Text section ->
^^^^

Posted By Clyde Prestowitz Share

Now that the Senate has passed legislation clarifying and possibly expanding the grounds on which action could be taken to counteract currency manipulation, self-styled free traders have joined Beijing in launching a blizzard of criticisms aimed at vilifying the bill.

The main arguments are that, if passed into law, the bill would trigger a relapse into the kind of protectionism that caused the Great Depression, that it would launch a trade war, that, in any case, it would not work because it would not lead to any significant change in the U.S. trade deficit or in U.S. job creation, and that it would be found to be in violation of World Trade Organization rules and boomerang on the United States by leading to sanctions against U.S. exports, and that it would trigger retaliation by China against a range of U.S. economic interests.

Before addressing each of these critiques, let's establish the widely acknowledged facts. Virtually unanimously, economists agree that China and several other countries are engaged in currency manipulation. They further agree that such manipulation is aimed at promoting growth and employment by subsidizing exports and penalizing imports. It is also agreed that this manipulation is distorting markets, fostering dangerous imbalances, and retarding recovery and job creation in the United States and elsewhere. It is further agreed that the International Monetary Fund, the G-8, the G-20, the WTO, and the World Bank all have a responsibility for redressing such manipulation and that they have all tried and failed to do so.

In view of these facts, the charge of protectionism stemming from Senate action is hard to sustain. In the first place, the bill is aimed at redressing a market distorting practice, not at introducing some impediment to trade. If there is not illegal currency manipulation there will be no action under the bill's provisions. Secondly, the Senate delayed passage of the bill time and again as it waited for the responsible global institutions to fulfill their mandated responsibilities. It is only in the wake of their failure to do so that the Senate finally acted. So this is hardly an emotional dash to protectionism. Third, the bill would not result in any automatic or across the board increase in tariffs or barriers to imports. It has been widely reported in the media that the bill would raise tariffs in imports of Chinese goods. But this is so far over-simplified as to be untrue. The bill would require that a complaint be made on a case by case basis that some particular product was being subsidized by currency manipulation. Then that case would have to be adjudicated through the U.S. and perhaps ultimately the WTO trade complaint procedures. Indeed, it is this fact that give rise to the argument that the bill would not work. I'll deal with that in a moment, but for now the point is that the whole thing is structured in such a way that it would be impossible for it to have a Smoot/Hawley kind of impact.

The charge of trade war also rings hollow. If the Senate is passing a bill aimed at redressing the effects of policies and practices that everyone agrees are in contravention of the spirit and letter of global trade rules and that are also harmful to important members of the global economy, how can that be a declaration of war? Indeed, wouldn't it be more accurate to describe the currency manipulation policies and practices as a declaration of war in view of the fact that they were implemented as a matter of strategic economic policy and without any outside provocation?

^^^^

Dataset entries ->
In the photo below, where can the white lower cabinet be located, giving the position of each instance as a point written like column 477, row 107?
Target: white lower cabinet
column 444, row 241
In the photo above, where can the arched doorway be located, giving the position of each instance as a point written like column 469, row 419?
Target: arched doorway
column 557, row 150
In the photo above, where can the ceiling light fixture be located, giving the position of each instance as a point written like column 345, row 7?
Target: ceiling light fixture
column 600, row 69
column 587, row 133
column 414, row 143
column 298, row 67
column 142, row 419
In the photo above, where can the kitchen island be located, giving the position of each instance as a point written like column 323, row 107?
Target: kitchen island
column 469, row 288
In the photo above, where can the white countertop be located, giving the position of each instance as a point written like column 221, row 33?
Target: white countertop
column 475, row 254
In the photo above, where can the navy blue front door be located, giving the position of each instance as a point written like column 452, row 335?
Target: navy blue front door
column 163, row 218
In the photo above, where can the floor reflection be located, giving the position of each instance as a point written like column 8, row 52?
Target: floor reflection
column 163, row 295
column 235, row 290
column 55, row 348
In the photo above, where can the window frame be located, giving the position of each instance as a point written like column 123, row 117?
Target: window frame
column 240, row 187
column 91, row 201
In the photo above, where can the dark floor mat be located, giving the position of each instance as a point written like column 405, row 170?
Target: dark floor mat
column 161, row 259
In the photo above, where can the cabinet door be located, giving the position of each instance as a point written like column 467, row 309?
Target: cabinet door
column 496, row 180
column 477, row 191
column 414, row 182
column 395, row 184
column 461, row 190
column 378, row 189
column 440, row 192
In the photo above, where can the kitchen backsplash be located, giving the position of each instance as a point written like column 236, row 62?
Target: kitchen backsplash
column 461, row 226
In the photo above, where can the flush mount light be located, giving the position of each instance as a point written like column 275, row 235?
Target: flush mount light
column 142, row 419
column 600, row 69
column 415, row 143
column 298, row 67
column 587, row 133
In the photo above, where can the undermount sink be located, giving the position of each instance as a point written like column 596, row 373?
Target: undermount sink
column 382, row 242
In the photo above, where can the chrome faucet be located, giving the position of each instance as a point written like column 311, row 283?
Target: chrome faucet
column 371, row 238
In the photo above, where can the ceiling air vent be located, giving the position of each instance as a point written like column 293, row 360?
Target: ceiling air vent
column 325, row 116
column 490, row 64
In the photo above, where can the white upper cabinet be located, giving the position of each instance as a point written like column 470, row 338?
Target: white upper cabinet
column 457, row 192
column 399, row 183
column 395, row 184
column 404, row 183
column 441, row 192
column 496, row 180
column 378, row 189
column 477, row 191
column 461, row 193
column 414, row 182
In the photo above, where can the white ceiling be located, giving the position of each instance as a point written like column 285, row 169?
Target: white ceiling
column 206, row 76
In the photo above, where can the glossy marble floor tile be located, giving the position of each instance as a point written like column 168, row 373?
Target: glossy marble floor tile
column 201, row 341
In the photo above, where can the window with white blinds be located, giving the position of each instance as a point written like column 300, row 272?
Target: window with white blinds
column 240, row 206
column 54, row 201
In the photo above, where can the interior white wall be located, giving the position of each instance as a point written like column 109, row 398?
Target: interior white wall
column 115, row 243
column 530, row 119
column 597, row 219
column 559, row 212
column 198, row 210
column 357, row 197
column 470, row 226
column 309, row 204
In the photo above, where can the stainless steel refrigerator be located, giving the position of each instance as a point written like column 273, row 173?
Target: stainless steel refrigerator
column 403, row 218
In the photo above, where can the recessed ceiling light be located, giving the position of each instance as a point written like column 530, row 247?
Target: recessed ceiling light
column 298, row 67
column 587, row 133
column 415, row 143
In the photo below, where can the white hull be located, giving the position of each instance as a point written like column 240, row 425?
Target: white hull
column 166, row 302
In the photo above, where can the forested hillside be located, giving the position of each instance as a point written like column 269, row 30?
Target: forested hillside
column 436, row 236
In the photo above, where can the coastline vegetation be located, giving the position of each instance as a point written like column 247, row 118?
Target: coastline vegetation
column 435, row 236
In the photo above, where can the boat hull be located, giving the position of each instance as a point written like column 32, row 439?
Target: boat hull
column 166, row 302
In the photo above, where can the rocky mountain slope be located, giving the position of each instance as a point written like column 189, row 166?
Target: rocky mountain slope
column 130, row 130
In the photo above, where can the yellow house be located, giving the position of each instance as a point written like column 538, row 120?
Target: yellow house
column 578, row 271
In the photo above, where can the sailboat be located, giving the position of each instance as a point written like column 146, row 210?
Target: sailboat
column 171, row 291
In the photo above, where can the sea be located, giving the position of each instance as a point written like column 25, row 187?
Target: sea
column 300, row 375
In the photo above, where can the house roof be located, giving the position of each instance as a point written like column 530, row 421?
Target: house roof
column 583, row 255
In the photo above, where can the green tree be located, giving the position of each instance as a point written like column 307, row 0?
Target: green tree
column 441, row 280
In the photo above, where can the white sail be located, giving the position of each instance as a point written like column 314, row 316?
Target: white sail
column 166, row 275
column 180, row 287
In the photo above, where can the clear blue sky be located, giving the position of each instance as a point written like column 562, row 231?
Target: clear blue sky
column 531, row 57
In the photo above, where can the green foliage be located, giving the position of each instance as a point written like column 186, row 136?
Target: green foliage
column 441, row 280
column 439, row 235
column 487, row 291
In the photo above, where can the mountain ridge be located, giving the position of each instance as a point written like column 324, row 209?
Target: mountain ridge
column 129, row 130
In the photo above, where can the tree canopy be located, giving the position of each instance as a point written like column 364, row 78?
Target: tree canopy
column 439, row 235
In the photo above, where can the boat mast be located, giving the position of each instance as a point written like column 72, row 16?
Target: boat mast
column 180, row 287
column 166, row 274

^^^^

Work instructions ->
1. Duplicate the part of the article on the Senate currency bill from "Posted By Clyde" up to and including "U.S. economic interests.".
2. According to the article on the Senate currency bill, what must first be made before any case under the bill can proceed?
3. List every institution or group that the article on the Senate currency bill says has a responsibility for redressing currency manipulation.
The lines after the text are separate material.

Exercise results ->
1.
Posted By Clyde Prestowitz Share

Now that the Senate has passed legislation clarifying and possibly expanding the grounds on which action could be taken to counteract currency manipulation, self-styled free traders have joined Beijing in launching a blizzard of criticisms aimed at vilifying the bill.

The main arguments are that, if passed into law, the bill would trigger a relapse into the kind of protectionism that caused the Great Depression, that it would launch a trade war, that, in any case, it would not work because it would not lead to any significant change in the U.S. trade deficit or in U.S. job creation, and that it would be found to be in violation of World Trade Organization rules and boomerang on the United States by leading to sanctions against U.S. exports, and that it would trigger retaliation by China against a range of U.S. economic interests.

2. A complaint, made on a case-by-case basis, that some particular product was being subsidized by currency manipulation.

3.
- The International Monetary Fund
- The G-8
- The G-20
- The WTO
- The World Bank